◆ **YOUR OBJECTIVE**
Where the data below begins, start retyping exactly, and end on the line with "x=363, y=16", which is included; no picture goes in.

◆ **GIVEN INFORMATION**

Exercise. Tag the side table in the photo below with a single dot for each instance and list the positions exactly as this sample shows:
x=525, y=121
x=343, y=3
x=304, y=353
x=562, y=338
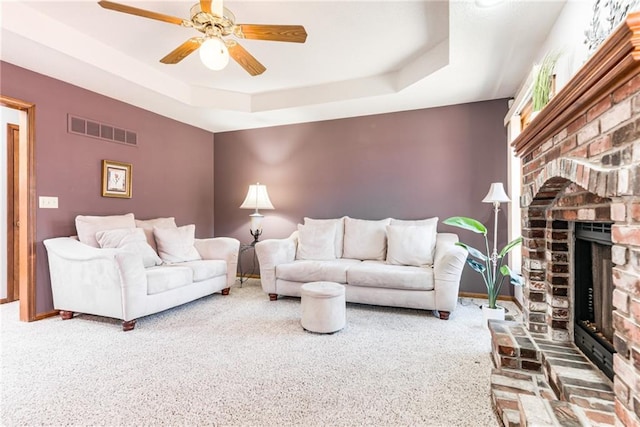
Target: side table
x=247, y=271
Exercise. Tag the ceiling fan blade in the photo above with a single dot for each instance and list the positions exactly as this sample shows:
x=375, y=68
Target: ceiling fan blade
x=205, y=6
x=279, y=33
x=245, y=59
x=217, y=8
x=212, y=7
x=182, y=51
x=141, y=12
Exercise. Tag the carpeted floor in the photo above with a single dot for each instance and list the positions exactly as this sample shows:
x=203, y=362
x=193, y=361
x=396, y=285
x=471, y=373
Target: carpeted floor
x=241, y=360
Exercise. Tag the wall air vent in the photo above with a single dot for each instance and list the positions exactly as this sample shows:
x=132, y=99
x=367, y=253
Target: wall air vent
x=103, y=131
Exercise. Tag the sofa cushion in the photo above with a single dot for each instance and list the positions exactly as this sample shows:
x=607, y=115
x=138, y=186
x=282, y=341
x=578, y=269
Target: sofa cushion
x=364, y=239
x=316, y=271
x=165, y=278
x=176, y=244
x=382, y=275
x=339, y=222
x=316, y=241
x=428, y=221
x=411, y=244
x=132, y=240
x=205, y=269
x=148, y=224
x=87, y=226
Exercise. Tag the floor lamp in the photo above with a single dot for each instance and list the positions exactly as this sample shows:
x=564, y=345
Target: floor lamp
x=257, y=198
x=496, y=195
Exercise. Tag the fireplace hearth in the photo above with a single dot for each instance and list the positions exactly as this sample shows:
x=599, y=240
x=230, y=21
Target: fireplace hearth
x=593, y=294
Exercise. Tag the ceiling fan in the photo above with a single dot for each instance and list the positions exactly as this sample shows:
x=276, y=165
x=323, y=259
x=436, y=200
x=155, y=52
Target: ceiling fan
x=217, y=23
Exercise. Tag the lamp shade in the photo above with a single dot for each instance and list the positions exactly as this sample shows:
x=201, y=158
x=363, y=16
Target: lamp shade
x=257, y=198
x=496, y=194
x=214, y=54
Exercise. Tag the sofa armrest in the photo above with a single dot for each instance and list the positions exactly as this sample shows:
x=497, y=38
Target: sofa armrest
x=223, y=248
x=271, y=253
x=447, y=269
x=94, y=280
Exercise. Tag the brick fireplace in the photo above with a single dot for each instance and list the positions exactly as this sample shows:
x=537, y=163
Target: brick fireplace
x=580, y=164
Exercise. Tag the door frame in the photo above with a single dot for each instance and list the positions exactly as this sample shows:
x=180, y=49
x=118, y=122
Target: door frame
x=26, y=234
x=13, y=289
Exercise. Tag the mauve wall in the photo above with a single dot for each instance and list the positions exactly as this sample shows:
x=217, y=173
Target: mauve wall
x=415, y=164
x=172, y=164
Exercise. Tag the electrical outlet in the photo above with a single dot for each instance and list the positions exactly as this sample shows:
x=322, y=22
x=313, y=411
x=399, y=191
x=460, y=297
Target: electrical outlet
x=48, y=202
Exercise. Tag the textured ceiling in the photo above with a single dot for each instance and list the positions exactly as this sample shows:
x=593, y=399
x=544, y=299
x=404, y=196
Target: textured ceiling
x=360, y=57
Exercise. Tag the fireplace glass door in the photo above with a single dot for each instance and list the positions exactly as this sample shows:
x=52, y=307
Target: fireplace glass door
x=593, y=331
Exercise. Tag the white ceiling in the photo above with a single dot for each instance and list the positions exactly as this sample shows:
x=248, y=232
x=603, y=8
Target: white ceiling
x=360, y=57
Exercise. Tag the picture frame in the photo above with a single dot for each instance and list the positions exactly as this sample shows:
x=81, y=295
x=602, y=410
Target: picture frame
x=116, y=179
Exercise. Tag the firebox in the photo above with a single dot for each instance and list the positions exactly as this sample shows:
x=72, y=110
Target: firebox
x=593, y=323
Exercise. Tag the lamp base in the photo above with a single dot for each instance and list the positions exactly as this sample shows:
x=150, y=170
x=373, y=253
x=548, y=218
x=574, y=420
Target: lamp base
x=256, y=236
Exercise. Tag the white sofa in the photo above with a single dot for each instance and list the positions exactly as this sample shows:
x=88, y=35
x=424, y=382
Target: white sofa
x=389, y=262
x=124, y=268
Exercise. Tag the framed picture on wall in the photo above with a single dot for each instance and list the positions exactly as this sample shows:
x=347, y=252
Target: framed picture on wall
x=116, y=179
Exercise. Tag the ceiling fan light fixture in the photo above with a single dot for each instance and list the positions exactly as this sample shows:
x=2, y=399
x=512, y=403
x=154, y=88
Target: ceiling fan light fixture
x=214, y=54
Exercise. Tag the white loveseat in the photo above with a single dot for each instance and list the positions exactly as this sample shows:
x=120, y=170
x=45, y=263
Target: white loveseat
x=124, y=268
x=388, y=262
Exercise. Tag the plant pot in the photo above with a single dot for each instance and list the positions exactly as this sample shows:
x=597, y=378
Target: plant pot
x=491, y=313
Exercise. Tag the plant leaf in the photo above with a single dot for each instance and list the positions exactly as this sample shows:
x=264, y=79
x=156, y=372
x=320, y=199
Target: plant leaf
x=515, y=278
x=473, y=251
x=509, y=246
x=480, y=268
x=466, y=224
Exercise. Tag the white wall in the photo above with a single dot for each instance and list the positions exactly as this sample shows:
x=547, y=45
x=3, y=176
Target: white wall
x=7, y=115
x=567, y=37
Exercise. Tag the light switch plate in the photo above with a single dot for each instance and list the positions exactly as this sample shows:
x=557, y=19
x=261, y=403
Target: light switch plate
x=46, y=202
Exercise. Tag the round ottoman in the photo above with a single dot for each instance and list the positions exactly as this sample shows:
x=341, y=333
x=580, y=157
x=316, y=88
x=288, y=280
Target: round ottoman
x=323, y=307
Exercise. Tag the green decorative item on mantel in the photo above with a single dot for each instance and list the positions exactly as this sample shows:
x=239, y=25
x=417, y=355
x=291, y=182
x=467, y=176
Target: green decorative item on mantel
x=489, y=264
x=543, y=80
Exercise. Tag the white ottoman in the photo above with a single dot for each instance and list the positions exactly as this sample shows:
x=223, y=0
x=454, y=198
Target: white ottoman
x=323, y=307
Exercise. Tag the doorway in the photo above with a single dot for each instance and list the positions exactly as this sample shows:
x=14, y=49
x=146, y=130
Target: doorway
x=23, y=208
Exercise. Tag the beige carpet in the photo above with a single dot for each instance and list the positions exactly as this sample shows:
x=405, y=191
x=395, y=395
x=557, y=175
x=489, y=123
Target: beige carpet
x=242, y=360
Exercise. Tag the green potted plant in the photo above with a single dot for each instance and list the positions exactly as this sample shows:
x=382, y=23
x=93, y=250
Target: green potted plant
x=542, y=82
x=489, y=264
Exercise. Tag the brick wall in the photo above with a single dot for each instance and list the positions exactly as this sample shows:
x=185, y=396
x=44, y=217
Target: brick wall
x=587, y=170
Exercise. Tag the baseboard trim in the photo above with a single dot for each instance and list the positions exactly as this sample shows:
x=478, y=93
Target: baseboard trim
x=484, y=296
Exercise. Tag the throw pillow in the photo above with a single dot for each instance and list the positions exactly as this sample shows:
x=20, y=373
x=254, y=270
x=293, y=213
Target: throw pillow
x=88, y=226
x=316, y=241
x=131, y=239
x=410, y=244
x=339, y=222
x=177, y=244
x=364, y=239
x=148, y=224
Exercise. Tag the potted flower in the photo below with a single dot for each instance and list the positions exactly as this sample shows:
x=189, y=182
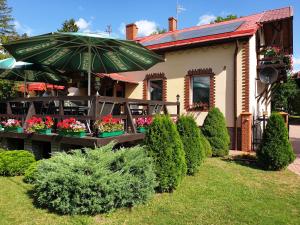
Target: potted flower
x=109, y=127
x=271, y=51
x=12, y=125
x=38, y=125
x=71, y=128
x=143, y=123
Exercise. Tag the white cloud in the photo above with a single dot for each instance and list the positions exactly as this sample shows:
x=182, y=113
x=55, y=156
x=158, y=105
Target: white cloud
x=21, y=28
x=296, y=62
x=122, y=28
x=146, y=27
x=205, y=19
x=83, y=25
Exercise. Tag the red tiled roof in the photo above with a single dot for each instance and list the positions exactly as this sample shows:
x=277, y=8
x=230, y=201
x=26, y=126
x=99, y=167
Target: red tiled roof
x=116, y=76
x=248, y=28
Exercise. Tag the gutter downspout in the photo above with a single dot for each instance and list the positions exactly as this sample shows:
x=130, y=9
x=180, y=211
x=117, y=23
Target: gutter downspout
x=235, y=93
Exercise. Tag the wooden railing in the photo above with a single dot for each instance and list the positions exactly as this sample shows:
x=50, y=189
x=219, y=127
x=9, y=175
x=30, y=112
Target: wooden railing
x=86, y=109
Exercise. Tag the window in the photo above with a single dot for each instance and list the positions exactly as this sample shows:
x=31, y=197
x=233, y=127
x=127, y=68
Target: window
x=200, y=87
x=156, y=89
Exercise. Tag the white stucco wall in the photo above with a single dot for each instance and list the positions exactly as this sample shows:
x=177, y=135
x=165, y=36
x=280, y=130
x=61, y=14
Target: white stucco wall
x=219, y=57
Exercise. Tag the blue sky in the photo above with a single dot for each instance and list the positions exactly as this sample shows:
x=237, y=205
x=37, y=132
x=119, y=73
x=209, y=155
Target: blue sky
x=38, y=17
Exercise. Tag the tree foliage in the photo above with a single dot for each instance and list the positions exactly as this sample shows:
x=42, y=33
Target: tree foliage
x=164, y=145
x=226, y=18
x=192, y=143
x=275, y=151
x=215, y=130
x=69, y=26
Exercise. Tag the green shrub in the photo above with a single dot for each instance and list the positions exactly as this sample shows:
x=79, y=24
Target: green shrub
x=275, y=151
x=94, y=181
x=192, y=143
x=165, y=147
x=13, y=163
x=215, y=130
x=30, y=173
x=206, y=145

◆ **TASK SOLUTION**
Exercise. Tag the side table in the photo below with a single dot for each instance and list the positions exactly as this sample shows:
x=525, y=121
x=343, y=3
x=304, y=353
x=562, y=338
Target: side table
x=247, y=271
Exercise. Tag the ceiling fan blade in the photo above with a single dot for each instance and list the positions exactly as this sample shows:
x=375, y=68
Target: ceiling fan blade
x=205, y=6
x=279, y=33
x=245, y=59
x=217, y=8
x=212, y=7
x=182, y=51
x=141, y=12
Exercise. Tag the carpeted floor in the photo above with a single dot for each instance and list the positions exactly as this sample shows:
x=203, y=362
x=193, y=361
x=396, y=285
x=471, y=373
Target: carpeted floor
x=241, y=360
Exercise. Tag the wall air vent in the photo above with a single dot for each instance and list the positions exactly as this sample shows:
x=132, y=99
x=367, y=253
Target: wall air vent
x=103, y=131
Exercise. Tag the sofa cushion in the photo above with a single dot for each instance and list the positions exactly as this sample shows:
x=607, y=115
x=138, y=186
x=282, y=341
x=578, y=269
Target: sofa cushion
x=364, y=239
x=316, y=271
x=165, y=278
x=176, y=244
x=382, y=275
x=339, y=222
x=316, y=241
x=428, y=221
x=411, y=244
x=132, y=240
x=205, y=269
x=148, y=224
x=87, y=226
Exercise. Tag the floor lamp in the photo above with a single dot for each instance and list the positions exactly as this sample shows:
x=564, y=345
Target: floor lamp
x=257, y=198
x=496, y=195
Exercise. Tag the fireplace hearth in the photo above with a single dot for each instance and list the positions exactly as this sample shows:
x=599, y=240
x=230, y=21
Target: fireplace hearth
x=593, y=294
Exercise. Tag the ceiling fan in the photo above with a single dot for each instance and list the positions exactly as this sample shows:
x=276, y=165
x=323, y=259
x=436, y=200
x=155, y=52
Target: ceiling fan
x=217, y=23
Exercise. Tag the lamp shade in the photo above with a single dot for each instance and list the positions exactly as this sample shows:
x=201, y=158
x=363, y=16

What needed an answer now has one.